DESCRIPTION OF THE TASK: In the entries below, which lines run from the one containing "Query: metal radio tower" to the one containing "Definition first: for each instance of the downspout, the"? Copy exactly those lines, ends included, and no others.

DATASET:
---

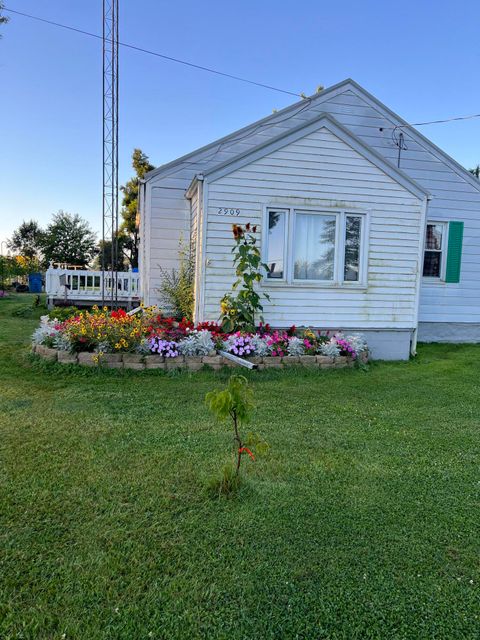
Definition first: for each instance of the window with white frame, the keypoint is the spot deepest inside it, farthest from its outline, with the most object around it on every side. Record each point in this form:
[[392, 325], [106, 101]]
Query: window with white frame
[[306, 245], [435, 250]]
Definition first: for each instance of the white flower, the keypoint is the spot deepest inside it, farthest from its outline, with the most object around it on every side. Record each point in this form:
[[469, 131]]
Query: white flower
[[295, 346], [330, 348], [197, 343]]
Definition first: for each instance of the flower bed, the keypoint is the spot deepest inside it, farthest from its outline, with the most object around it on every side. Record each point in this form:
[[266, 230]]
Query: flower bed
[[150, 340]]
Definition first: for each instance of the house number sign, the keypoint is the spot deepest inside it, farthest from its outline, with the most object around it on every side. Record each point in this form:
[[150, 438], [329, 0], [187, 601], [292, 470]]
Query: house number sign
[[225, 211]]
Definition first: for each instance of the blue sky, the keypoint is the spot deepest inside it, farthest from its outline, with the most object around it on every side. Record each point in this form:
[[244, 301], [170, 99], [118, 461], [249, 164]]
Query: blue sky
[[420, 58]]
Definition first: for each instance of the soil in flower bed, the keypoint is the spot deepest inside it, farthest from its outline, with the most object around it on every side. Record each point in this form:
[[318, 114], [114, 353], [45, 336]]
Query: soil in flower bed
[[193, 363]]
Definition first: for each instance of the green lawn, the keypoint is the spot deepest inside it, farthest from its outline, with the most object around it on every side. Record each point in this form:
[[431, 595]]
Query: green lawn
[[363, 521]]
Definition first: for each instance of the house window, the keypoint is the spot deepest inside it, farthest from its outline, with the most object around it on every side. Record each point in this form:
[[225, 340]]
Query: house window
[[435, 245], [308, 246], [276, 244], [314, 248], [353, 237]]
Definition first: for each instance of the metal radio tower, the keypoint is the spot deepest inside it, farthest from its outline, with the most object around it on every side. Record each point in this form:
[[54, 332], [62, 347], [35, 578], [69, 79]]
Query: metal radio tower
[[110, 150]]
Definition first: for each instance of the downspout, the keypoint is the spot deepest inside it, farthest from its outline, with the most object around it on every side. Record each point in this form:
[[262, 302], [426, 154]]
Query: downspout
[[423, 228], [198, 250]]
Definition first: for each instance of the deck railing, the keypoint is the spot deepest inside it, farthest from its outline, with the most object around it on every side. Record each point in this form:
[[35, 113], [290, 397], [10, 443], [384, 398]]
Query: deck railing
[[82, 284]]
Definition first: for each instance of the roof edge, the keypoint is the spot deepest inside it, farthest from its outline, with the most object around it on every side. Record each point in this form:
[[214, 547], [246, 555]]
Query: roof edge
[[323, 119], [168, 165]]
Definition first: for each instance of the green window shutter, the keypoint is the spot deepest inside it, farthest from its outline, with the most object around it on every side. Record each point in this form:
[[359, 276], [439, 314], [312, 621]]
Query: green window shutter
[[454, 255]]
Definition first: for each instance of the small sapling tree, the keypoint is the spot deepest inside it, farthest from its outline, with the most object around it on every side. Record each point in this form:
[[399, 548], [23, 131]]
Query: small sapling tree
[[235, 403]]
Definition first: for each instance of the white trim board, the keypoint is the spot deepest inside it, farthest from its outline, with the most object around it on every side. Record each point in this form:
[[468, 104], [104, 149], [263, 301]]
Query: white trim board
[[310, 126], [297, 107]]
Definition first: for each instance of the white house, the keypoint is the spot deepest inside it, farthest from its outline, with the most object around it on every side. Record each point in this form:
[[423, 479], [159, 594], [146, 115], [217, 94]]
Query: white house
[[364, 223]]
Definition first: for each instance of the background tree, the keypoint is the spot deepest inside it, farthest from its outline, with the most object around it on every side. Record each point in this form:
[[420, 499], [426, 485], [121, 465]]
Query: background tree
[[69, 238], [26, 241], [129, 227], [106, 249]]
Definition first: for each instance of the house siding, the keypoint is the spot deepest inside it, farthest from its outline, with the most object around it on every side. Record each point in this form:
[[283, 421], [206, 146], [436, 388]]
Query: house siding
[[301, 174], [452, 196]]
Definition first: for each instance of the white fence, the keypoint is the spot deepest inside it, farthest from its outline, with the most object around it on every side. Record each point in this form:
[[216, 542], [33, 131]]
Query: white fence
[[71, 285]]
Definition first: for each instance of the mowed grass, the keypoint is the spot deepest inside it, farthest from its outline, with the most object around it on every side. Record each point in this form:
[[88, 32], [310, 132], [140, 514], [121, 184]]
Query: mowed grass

---

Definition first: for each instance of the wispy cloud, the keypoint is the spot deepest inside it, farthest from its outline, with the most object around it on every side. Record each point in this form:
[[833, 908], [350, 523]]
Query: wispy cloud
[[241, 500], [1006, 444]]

---

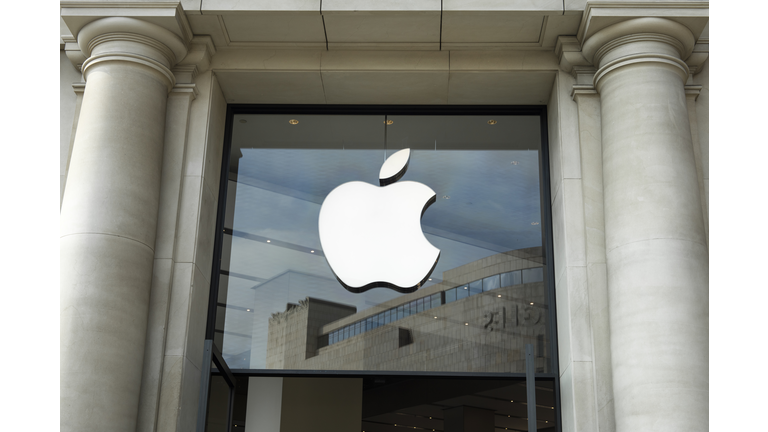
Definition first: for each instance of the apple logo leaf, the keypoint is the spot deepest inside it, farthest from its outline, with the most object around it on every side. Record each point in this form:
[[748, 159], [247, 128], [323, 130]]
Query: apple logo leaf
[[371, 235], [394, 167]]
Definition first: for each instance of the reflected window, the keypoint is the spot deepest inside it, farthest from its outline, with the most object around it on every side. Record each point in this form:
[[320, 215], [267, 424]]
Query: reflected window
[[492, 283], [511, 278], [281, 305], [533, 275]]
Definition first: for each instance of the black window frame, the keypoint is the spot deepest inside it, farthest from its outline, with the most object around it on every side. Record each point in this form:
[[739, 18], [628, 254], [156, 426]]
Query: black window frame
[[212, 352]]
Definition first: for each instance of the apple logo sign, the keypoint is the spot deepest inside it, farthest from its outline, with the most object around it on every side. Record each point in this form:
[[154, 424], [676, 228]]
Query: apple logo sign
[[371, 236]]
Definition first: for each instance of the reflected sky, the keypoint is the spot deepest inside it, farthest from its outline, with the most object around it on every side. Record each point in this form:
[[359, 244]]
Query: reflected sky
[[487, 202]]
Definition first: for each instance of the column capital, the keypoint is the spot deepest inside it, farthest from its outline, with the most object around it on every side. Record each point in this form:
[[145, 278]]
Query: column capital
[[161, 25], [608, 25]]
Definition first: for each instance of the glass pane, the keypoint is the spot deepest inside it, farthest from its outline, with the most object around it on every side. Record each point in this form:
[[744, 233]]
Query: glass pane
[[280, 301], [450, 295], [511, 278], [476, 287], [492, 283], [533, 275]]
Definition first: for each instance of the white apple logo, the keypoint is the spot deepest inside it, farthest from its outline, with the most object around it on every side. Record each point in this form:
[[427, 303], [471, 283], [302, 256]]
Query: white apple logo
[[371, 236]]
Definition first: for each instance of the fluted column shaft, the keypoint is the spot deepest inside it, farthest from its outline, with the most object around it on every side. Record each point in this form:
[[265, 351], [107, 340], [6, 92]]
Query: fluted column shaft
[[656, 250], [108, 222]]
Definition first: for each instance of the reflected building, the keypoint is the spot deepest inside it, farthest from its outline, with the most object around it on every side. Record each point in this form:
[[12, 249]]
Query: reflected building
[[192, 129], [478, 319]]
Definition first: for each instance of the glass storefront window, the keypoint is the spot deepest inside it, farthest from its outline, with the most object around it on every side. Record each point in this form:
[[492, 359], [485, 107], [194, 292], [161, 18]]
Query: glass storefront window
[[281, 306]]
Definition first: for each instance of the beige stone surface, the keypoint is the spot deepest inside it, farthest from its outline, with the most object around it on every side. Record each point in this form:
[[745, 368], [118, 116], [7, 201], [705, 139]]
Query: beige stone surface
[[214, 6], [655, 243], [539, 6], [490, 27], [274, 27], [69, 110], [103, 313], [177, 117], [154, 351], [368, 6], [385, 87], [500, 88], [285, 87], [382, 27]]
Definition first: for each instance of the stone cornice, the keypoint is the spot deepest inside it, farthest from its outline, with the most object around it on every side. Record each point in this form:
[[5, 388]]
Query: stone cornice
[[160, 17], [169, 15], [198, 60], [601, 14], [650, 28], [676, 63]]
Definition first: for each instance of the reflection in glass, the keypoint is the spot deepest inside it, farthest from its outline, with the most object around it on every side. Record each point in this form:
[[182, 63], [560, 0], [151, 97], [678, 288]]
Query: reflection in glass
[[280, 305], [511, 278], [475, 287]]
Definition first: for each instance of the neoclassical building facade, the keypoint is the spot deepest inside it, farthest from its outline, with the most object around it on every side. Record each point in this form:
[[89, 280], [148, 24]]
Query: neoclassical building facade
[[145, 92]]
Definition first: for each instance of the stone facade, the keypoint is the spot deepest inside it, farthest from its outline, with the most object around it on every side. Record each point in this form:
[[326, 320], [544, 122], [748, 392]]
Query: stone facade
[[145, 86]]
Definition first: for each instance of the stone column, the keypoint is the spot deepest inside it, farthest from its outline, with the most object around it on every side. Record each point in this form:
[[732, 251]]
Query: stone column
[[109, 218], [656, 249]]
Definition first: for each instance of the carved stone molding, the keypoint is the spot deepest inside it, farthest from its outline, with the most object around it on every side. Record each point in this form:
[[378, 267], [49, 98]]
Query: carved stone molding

---

ANSWER BELOW:
Query: metal radio tower
[[110, 150]]
Definition first: for each instance of the downspout, the keypoint is the spot deepest inside it, farthest from its outline, with the most object around it on every side. Record each point in this form:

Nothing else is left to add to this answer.